**Texto de partida**
Integrada nas atividades do Mês Internacional das Bibliotecas Escolares, este ano subordinado ao tema “Ler para a paz e harmonia globais”, decorreu, nos dias 25 e 26 de outubro, a Estafeta de Leitura da ESMT.
À semelhança dos anos anteriores, a atividade processou-se da seguinte forma: à hora indicada, os alunos estafetas saíram da sua aula para ler um pequeno texto a outra turma. Após terem deixado esse testemunho, os estafetas dessa segunda turma repetiram o mesmo procedimento com a terceira turma, e assim sucessivamente.
Eis os três poemas selecionados para esta atividade:
Ana Luísa Amaral |
Uma botânica de paz: visitação
Tenho uma flor
de que não sei o nome
Na varanda,
em perfume comum
de outros aromas:
hibisco, uma roseira,
um pé de lúcia-lima
Mas esses são prodígios
para outra manhã:
é que esta flor
gerou folhas de verde
assombramento,
minúsculas e leves
Não a ameaçam bombas
nem românticos ventos,
nem mísseis, ou tornados,
nem ela sabe, embora esteja perto,
do sal em desavesso
que o mar traz
E o céu azul de Outono
a fingir Verão
é, para ela, bênção,
como a pequena água
que lhe dou
Deve ser isto
uma espécie da paz:
um segredo botânico
de luz
Ana Luísa Amaral, in "O Olhar Diagonal das Coisas" (2022)

**Tarefas a realizar**
a) Enumere, com base no texto de partida, tudo aquilo que, segundo o poema, não ameaça a flor.
b) Indique se cada afirmação está de acordo com o texto de partida, justificando com as palavras exatas do texto: (i) a Estafeta de Leitura realizou-se em dois dias de outubro; (ii) os alunos estafetas liam o texto à sua própria turma; (iii) o tema deste ano foi “Ler para a paz e harmonia globais”.
c) Reproduza, a partir do texto de partida, o trecho que abre com as palavras que contêm "À semelhança dos" e fecha com "e assim sucessivamente.".
A listagem não desempenha qualquer papel nestas tarefas.

**Dados fornecidos**
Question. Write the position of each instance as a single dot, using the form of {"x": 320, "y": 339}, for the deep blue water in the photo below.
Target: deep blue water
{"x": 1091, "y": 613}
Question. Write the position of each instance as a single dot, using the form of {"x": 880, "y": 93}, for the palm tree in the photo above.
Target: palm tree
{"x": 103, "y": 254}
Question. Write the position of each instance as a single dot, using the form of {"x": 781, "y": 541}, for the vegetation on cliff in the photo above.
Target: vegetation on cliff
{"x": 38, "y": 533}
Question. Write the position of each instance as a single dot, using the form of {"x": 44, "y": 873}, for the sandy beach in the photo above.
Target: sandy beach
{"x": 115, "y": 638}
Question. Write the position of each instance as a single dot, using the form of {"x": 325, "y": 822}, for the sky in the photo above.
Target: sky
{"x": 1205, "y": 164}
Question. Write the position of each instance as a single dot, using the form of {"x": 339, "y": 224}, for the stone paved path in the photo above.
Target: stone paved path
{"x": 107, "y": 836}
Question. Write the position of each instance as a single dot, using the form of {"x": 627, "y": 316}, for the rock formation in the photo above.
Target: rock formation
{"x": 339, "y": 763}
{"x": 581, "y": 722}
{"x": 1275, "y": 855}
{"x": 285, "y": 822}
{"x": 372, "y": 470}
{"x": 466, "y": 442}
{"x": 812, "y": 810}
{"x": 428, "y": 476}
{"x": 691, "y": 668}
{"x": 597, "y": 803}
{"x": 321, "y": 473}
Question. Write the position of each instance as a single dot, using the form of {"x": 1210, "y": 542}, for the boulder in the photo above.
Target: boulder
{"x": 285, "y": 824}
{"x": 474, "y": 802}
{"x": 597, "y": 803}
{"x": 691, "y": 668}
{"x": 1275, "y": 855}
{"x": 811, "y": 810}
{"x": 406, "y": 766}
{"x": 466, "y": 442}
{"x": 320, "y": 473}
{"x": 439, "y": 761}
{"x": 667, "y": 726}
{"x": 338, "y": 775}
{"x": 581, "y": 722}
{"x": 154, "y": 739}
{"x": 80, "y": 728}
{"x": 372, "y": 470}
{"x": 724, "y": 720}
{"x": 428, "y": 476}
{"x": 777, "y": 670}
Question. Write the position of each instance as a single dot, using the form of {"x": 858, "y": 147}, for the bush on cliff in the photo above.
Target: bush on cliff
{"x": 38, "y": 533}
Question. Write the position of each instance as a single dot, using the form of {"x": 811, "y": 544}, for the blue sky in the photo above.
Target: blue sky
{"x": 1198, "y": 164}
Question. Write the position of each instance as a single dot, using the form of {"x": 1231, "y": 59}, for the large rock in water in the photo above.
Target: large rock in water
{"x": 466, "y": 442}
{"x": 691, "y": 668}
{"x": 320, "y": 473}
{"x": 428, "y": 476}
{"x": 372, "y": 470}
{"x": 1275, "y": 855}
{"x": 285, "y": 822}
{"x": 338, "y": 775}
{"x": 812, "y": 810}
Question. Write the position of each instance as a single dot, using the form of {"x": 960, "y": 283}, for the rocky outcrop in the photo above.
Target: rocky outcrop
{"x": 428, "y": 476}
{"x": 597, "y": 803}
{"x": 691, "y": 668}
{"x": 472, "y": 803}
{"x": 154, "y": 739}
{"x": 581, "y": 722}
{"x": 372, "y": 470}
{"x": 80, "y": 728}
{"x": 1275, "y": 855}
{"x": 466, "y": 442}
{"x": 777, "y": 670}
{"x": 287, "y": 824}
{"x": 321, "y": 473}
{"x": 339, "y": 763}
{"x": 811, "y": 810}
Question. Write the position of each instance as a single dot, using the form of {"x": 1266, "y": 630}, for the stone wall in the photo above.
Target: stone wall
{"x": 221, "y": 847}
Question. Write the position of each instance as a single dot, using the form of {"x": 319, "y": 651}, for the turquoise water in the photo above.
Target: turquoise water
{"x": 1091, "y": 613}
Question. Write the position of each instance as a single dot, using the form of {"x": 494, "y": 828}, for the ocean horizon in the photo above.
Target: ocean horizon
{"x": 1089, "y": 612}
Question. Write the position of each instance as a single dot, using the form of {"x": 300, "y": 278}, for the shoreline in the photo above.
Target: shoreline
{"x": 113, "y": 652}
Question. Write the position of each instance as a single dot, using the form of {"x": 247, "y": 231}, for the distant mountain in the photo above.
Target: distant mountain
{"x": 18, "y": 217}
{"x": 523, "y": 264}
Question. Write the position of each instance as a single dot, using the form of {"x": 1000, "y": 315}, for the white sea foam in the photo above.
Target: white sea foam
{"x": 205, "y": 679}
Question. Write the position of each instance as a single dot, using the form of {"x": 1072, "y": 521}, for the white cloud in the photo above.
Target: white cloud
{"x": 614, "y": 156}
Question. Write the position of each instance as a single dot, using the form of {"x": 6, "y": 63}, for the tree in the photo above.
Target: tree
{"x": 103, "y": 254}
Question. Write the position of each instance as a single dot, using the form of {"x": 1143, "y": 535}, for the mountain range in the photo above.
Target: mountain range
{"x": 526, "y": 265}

**Propostas de resolução**
a) Bombas, românticos ventos, mísseis e tornados.

b)
(i) Sim: «decorreu, nos dias 25 e 26 de outubro, a Estafeta de Leitura da ESMT».
(ii) Não: «os alunos estafetas saíram da sua aula para ler um pequeno texto a outra turma».
(iii) Sim: «este ano subordinado ao tema “Ler para a paz e harmonia globais”».

c)
À semelhança dos anos anteriores, a atividade processou-se da seguinte forma: à hora indicada, os alunos estafetas saíram da sua aula para ler um pequeno texto a outra turma. Após terem deixado esse testemunho, os estafetas dessa segunda turma repetiram o mesmo procedimento com a terceira turma, e assim sucessivamente.